EXCERPTED TEXT |

== Segment start ==

Aesthetics is the philosophical inquiry into the meaning of art. Like all great philosophical questions the answer is a never ending spiral that winds its way through human history. The arts can be seen in the context of: religious or spiritual ritual; personal expression; titillation; cultural cohesion; psychological healing; communication; use of creativity or outpouring of the imagination; entertainment; propaganda; a way to demarcate and reinforce class structure within societies; the exploration of ideas, feelings, media, formal elements; utilitarian purpose; a way to engage intuition; a simple instinct of human nature. Meaning, with its rich textural layers, inherent orientation towards subject and consumer, and chameleonic nature in relationship to history, cultures, and individual identity is an ideal vantage point for surveying the world of the arts.

== Segment end ==

EXERCISE DATA |

== Segment start ==

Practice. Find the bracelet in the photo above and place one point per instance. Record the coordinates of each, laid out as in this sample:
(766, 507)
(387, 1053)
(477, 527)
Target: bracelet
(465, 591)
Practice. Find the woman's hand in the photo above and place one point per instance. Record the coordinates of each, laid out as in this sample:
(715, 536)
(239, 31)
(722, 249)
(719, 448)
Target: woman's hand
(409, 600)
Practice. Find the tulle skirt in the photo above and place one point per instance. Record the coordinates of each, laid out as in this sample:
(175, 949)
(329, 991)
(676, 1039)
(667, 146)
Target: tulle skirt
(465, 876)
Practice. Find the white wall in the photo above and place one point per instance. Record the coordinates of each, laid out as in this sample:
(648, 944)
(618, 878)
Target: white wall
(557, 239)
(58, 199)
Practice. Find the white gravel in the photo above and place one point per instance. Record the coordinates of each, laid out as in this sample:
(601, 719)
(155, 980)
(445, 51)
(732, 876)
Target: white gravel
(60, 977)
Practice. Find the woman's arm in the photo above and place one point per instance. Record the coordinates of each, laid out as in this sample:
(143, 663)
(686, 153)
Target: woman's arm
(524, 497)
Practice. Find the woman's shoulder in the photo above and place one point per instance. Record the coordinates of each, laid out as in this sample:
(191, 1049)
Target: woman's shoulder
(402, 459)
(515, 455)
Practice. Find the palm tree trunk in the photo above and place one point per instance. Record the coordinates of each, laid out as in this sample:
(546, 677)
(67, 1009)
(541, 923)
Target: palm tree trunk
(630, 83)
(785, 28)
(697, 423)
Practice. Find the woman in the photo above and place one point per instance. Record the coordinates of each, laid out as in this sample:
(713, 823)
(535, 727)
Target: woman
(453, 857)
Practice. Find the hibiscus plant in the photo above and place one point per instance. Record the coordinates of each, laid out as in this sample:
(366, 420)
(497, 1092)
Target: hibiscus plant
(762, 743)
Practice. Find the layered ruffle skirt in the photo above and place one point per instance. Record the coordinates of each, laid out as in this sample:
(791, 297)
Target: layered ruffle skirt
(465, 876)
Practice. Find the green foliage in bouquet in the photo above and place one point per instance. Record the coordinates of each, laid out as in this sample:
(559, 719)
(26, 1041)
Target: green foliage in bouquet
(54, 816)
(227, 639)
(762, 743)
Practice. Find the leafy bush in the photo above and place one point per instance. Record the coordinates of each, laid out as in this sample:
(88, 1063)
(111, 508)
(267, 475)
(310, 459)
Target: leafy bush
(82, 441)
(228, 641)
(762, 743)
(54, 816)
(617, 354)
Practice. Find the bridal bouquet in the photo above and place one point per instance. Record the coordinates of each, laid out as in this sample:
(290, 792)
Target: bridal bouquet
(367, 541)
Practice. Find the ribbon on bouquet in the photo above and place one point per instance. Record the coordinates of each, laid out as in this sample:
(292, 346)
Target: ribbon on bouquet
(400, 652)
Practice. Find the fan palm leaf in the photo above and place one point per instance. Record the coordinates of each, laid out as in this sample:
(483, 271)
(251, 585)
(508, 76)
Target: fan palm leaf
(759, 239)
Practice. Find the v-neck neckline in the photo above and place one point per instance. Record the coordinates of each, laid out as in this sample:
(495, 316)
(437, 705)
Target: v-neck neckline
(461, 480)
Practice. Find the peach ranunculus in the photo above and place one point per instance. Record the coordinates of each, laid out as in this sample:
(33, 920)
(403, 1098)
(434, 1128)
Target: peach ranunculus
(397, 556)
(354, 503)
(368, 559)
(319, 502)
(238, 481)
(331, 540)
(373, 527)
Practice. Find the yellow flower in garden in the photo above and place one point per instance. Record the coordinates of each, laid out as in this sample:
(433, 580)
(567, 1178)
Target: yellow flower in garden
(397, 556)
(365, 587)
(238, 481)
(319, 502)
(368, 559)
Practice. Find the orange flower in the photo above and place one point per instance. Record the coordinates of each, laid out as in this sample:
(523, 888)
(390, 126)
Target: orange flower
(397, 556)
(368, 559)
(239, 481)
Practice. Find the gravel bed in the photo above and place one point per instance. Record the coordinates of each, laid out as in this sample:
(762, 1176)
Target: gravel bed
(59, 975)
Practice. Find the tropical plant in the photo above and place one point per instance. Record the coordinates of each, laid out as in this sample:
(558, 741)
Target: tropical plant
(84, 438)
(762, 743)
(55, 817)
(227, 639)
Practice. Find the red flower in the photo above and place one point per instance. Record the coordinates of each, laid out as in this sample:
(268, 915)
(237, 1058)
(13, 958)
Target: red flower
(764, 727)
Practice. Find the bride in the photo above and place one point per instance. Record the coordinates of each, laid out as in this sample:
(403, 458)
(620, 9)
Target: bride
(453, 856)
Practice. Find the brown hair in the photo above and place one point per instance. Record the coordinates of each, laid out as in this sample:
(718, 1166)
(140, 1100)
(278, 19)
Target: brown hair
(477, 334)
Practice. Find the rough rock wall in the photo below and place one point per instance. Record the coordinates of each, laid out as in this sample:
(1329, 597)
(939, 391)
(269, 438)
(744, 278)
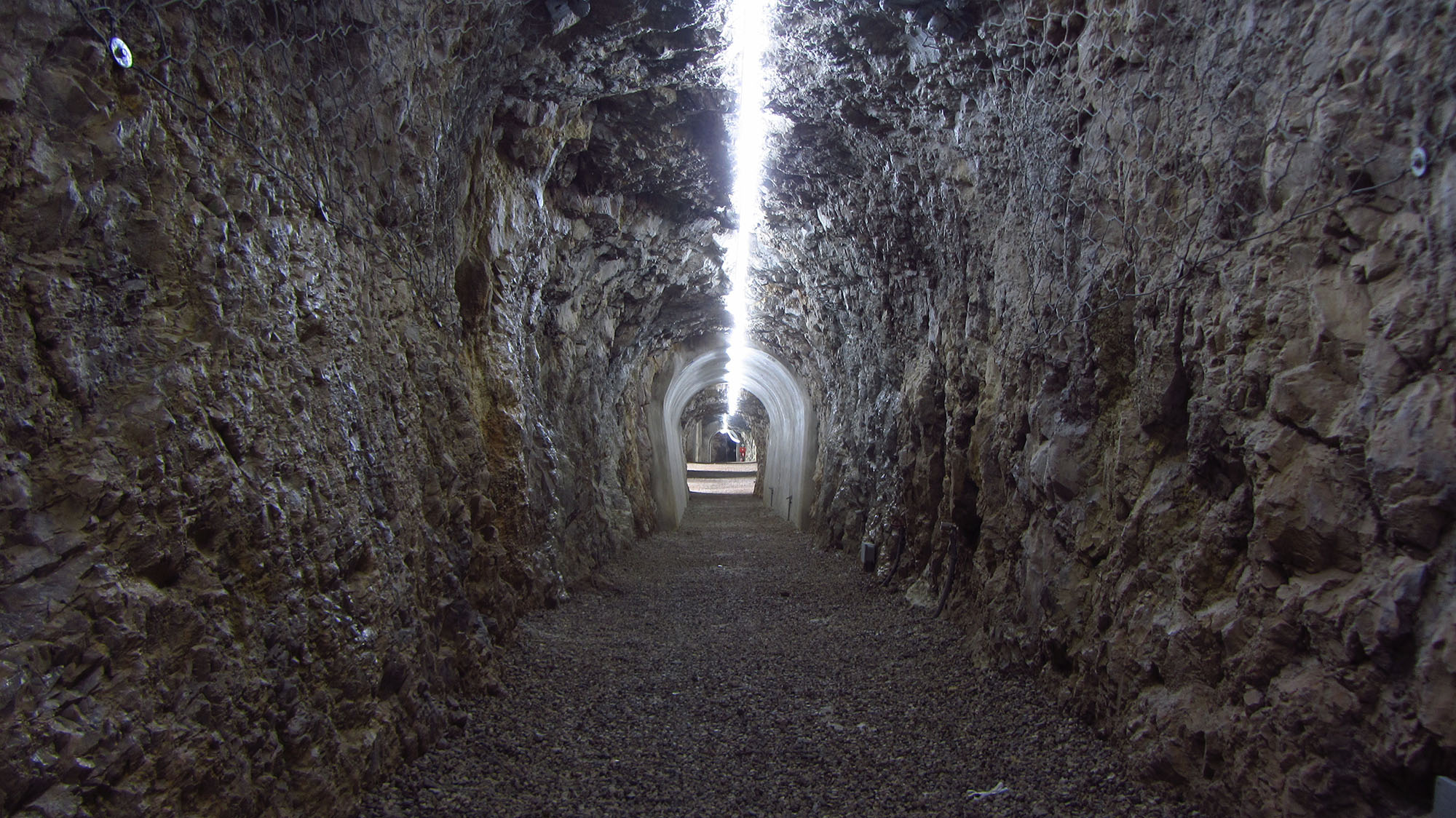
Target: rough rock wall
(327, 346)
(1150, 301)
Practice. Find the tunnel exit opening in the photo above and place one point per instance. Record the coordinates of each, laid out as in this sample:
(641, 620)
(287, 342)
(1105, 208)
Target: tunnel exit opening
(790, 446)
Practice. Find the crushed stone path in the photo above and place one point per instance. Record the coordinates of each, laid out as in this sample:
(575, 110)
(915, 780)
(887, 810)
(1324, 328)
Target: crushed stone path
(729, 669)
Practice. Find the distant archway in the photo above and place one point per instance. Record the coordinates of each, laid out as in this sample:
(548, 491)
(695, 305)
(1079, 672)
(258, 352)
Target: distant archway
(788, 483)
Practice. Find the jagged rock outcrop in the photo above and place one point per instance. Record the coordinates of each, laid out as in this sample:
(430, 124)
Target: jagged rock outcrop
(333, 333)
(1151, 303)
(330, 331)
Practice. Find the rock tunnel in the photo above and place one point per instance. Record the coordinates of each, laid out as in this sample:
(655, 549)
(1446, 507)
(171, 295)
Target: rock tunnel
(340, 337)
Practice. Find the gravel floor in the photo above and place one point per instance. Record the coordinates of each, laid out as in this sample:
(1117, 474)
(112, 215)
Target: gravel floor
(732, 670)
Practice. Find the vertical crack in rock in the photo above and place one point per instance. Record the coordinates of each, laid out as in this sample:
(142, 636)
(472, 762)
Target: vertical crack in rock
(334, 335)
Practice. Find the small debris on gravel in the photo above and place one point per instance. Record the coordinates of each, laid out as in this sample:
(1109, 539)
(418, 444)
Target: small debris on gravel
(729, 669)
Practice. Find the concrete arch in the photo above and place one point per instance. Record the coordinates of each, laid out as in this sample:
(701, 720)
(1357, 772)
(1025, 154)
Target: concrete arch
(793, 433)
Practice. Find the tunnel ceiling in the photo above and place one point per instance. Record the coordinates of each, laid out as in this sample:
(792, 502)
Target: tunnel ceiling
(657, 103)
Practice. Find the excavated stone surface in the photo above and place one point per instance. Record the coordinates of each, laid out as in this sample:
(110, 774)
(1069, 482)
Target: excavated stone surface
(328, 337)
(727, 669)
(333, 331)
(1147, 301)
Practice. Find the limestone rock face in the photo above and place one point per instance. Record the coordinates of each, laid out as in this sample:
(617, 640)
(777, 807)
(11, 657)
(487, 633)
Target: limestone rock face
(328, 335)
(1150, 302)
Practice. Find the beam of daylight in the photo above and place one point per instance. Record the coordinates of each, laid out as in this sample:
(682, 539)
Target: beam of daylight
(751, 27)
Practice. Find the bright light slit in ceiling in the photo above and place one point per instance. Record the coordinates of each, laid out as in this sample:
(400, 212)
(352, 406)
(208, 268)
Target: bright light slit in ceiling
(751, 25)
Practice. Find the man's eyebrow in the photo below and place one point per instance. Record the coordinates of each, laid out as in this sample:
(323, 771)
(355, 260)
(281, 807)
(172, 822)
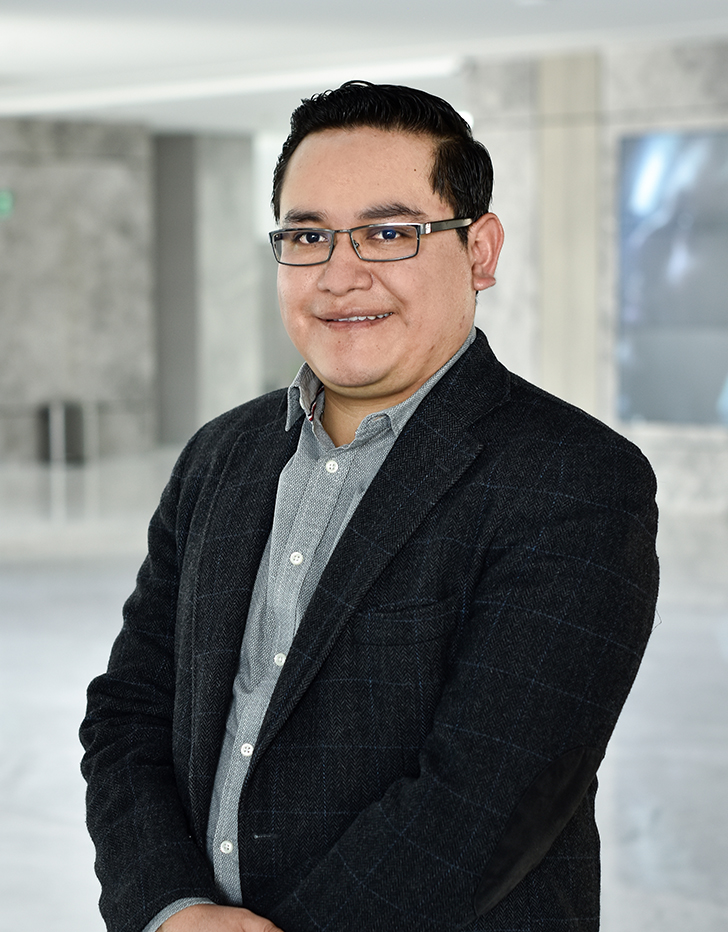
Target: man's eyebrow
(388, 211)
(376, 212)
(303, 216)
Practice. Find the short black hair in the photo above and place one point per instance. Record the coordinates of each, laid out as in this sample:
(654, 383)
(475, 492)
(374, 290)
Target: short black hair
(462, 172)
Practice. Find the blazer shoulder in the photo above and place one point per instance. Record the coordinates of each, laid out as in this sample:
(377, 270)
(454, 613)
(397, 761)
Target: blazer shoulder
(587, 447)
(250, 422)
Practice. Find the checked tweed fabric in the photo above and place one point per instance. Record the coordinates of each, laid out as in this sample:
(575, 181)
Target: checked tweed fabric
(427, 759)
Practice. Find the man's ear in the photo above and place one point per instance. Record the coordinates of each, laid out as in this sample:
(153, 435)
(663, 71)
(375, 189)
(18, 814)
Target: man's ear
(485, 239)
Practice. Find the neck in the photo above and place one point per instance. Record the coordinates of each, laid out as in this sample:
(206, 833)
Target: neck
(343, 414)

== Segment end ==

BRIEF 1 | In the aesthetics text, the last sentence names three qualities of meaning that make it a good vantage point for surveying the arts. List them.
BRIEF 2 | Proceed with the aesthetics text, starting after its final sentence.
The entries have nothing to do with the aesthetics text.

TASK RESPONSE 1 |
- Its rich textural layers
- Its inherent orientation towards subject and consumer
- Its chameleonic nature in relationship to history, cultures, and individual identity

TASK RESPONSE 2 |
Over the next few weeks or months I’d like to invite you to think about the myriad incarnations of the arts in your life and to ponder the purpose of these objects, sounds, movements, or symbols. Often the aesthetic argument becomes too closely tied to individual taste or concerned with valuation. A broad perspective that penetrates the motivation to create artworks also leads to an understanding of the spectrum of applied creativity that we are confronted with. I’ll pick a contextual locus each week and begin expanding upon each idea. Let’s see what happens as we follow our spiral into aesthetics.